## [Stated exercise]
Find every line in the records that contains the string "hair" and copy each of those lines out in full.

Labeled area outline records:
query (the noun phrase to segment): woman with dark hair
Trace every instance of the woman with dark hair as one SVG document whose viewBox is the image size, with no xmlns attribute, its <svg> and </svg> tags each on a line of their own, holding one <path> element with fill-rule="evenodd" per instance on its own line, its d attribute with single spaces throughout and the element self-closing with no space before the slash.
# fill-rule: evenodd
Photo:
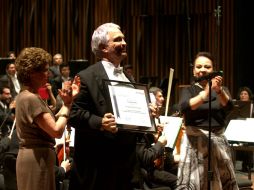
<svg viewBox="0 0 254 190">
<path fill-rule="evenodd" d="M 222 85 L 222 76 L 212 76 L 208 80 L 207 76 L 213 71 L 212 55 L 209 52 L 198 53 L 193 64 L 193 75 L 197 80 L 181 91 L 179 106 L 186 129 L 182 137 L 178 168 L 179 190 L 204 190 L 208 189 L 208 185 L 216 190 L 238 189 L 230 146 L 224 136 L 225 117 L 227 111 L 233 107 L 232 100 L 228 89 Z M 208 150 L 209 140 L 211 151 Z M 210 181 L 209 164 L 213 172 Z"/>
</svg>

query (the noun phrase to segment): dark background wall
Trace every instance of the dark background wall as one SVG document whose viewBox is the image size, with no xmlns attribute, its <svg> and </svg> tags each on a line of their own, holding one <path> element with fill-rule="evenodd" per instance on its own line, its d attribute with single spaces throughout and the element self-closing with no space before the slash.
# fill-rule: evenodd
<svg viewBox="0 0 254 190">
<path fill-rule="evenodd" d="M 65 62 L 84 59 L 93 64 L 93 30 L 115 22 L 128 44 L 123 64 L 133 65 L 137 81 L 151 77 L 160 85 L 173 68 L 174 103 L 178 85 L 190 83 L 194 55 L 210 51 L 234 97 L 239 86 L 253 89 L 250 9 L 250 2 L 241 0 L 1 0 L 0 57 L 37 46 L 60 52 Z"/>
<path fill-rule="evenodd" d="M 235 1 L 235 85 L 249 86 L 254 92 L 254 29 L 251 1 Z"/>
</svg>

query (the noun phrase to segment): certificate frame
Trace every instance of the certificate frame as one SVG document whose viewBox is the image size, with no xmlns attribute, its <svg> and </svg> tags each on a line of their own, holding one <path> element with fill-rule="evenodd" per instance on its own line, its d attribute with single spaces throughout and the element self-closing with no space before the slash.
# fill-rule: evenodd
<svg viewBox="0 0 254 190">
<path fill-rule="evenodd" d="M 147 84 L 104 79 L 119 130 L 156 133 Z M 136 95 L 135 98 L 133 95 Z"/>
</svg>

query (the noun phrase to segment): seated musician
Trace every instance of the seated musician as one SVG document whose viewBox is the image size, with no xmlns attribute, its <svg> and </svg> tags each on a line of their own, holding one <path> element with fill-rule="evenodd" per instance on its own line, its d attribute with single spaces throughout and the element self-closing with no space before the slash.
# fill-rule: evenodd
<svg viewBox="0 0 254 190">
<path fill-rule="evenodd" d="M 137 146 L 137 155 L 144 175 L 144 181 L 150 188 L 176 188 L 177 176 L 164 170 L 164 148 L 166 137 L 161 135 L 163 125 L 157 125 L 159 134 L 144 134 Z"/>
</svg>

--

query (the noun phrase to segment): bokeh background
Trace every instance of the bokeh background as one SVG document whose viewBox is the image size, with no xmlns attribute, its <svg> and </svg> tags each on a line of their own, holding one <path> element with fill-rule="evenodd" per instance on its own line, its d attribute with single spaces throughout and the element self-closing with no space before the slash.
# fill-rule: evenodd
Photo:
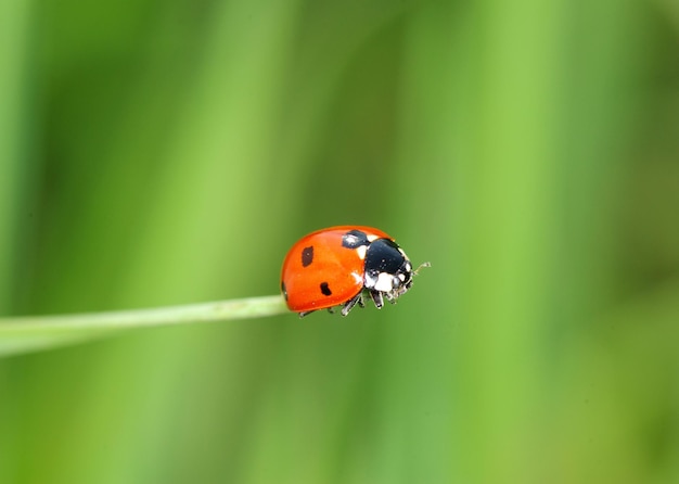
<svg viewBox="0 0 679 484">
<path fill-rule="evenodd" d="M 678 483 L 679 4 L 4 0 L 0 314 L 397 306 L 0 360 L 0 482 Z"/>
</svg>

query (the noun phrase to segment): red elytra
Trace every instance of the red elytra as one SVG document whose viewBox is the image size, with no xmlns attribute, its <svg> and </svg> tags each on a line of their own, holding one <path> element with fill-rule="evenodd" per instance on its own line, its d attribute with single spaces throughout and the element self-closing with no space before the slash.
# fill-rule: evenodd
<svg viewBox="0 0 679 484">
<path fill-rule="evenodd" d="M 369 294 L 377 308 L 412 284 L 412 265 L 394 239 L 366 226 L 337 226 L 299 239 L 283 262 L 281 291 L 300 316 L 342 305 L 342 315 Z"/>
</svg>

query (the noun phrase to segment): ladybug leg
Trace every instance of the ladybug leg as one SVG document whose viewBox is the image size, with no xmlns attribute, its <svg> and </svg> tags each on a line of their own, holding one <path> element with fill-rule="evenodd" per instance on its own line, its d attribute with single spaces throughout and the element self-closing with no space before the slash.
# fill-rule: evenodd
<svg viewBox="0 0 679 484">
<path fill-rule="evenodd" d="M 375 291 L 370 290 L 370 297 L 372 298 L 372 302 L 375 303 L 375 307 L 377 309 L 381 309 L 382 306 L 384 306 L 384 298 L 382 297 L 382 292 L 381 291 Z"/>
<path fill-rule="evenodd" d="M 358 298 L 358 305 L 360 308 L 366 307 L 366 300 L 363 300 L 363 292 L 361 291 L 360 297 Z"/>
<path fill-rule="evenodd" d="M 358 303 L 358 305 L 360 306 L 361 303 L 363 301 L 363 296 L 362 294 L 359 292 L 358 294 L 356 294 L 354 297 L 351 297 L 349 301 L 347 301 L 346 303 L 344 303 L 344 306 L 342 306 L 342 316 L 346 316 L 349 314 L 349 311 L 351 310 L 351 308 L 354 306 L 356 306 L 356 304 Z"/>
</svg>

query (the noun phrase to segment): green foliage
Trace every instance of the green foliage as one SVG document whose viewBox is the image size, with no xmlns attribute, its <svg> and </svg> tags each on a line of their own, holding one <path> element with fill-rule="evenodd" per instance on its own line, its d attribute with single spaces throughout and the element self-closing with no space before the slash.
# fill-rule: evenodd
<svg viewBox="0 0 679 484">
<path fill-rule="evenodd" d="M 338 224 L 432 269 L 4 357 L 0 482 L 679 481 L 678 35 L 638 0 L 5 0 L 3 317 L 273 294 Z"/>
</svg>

## [Task answer]
query (the noun phrase to segment): woman with dark hair
Trace every instance of the woman with dark hair as one SVG document whose viewBox is the image size, with no xmlns attribute, its <svg> and </svg> tags each on a line of their own, holding one <path> element with fill-rule="evenodd" per instance on its own line, its d attribute with single spaces throughout and the element self-closing with no space before the slash.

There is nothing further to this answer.